To do:
Find each line in the records that contains the word "head", and copy those lines out.

## Begin

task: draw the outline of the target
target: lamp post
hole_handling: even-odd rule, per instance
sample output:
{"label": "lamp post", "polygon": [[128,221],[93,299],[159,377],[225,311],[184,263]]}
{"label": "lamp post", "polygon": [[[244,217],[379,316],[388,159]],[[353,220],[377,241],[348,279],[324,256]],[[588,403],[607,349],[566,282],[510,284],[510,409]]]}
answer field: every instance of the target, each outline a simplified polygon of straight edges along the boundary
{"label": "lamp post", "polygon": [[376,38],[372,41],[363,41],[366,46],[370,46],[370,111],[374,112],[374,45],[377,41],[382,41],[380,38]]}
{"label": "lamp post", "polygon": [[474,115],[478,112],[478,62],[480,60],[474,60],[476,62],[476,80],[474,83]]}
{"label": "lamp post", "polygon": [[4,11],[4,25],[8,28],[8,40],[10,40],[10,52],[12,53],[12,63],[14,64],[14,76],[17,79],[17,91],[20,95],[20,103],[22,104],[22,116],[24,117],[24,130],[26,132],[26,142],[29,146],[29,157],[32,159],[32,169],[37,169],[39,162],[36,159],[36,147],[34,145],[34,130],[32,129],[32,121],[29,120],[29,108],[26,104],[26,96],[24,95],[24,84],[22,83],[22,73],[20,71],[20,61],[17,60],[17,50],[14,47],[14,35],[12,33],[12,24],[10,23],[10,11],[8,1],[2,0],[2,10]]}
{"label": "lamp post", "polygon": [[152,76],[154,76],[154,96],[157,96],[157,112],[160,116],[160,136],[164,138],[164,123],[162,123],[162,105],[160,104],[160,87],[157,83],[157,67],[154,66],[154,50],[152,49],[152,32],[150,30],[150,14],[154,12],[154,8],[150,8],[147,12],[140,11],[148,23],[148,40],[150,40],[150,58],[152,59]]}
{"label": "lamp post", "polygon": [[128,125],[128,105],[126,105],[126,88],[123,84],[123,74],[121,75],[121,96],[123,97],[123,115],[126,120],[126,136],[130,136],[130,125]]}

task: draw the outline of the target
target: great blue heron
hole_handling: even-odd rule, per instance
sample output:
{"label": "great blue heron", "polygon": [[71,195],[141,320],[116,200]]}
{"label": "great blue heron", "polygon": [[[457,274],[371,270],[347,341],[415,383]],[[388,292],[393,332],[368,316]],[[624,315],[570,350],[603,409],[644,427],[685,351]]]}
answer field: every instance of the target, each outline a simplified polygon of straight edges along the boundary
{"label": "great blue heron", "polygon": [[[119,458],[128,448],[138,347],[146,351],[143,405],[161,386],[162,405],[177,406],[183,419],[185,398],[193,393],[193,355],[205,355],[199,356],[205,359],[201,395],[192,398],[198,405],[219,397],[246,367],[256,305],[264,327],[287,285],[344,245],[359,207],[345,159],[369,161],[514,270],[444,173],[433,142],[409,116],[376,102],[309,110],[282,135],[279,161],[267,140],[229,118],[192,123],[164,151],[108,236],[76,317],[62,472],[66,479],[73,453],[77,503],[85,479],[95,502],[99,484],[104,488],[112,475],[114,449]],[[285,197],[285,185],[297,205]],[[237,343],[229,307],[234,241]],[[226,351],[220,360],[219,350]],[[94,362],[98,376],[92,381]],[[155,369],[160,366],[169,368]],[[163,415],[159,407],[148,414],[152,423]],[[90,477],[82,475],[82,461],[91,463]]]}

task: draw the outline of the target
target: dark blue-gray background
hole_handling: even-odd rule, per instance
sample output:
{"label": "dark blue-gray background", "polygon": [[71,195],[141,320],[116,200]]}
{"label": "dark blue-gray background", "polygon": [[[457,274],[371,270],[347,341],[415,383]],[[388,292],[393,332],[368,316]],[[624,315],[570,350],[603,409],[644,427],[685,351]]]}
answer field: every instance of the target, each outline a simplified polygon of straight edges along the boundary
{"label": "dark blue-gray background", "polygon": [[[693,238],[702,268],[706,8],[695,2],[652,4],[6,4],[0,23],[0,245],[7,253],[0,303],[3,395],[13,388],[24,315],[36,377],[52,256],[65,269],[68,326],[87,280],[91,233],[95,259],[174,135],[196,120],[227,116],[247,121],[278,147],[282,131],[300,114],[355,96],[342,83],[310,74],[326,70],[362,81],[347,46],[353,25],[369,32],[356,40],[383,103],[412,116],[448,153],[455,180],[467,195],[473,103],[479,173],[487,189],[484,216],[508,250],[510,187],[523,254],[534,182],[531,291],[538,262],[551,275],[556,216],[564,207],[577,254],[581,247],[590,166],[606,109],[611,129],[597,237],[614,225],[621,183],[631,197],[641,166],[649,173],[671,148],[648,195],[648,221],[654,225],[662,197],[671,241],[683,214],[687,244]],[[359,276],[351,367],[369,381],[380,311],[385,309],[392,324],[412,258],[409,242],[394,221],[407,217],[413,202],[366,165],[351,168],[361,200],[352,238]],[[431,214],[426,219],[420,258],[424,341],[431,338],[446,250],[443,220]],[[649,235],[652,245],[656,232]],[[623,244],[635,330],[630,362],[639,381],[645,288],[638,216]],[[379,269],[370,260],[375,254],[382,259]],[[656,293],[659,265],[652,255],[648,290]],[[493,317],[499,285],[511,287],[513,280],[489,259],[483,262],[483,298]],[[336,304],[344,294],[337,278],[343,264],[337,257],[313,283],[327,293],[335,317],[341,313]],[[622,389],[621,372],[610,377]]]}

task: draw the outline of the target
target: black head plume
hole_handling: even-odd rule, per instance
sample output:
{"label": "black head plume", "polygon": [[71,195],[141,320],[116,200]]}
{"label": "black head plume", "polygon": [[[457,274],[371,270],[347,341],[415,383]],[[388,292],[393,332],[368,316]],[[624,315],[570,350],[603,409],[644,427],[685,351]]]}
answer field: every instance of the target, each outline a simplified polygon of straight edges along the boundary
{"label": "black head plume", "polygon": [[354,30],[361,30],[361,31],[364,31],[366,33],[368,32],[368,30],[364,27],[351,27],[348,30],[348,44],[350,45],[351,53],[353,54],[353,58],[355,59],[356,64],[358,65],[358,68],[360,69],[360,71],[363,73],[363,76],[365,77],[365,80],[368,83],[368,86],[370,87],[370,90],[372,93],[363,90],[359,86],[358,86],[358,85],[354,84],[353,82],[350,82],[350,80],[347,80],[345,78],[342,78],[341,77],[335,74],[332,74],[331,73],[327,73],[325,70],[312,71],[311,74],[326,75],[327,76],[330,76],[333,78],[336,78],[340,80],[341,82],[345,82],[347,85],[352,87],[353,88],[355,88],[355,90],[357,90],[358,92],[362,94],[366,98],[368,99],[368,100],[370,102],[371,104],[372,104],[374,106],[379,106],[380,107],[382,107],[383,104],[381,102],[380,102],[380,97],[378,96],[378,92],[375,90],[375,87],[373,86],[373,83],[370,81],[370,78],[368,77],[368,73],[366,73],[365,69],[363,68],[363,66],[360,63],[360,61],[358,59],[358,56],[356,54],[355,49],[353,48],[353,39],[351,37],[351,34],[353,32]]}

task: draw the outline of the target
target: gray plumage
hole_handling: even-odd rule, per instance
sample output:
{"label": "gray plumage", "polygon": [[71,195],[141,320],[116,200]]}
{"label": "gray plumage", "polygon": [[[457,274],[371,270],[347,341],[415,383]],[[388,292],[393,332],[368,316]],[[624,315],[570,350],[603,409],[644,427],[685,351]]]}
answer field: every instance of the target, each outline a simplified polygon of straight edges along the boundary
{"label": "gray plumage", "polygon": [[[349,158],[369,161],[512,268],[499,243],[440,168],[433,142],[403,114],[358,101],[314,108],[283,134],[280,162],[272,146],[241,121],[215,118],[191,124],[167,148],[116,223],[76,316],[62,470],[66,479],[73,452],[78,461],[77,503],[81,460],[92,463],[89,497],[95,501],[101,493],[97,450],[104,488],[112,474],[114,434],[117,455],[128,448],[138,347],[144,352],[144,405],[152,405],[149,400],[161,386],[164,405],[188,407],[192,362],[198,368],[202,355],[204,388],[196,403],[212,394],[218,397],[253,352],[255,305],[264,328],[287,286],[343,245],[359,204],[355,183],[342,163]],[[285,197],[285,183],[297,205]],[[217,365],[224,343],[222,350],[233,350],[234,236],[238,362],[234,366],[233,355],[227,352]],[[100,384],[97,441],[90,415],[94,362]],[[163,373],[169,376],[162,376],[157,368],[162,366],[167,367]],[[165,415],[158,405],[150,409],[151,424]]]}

## End

Exercise solution:
target: black head plume
{"label": "black head plume", "polygon": [[71,195],[141,320],[116,200]]}
{"label": "black head plume", "polygon": [[[457,274],[371,270],[347,341],[415,383]],[[388,292],[393,332],[368,316]],[[624,315],[570,350],[603,409],[644,427],[685,351]]]}
{"label": "black head plume", "polygon": [[354,30],[361,30],[361,31],[364,31],[366,33],[368,32],[368,30],[364,27],[351,27],[348,30],[348,44],[350,45],[351,53],[353,54],[353,58],[355,59],[356,64],[358,65],[358,68],[360,69],[360,71],[363,73],[363,76],[365,77],[365,80],[368,83],[368,86],[370,87],[370,90],[372,93],[363,90],[359,86],[358,86],[358,85],[354,84],[353,82],[350,82],[350,80],[347,80],[345,78],[342,78],[341,77],[335,74],[332,74],[331,73],[327,73],[325,70],[312,71],[311,74],[326,75],[327,76],[330,76],[333,78],[336,78],[340,80],[341,82],[345,82],[347,85],[352,87],[353,88],[355,88],[355,90],[357,90],[358,92],[362,94],[366,98],[368,99],[368,100],[370,102],[371,104],[372,104],[374,106],[379,106],[380,107],[382,107],[383,104],[381,102],[380,102],[380,97],[378,96],[378,92],[375,90],[375,87],[373,86],[373,83],[370,81],[370,78],[368,77],[368,73],[366,73],[365,69],[363,68],[363,66],[360,63],[360,61],[358,59],[358,56],[356,54],[355,49],[353,48],[353,39],[351,37],[351,34],[353,32]]}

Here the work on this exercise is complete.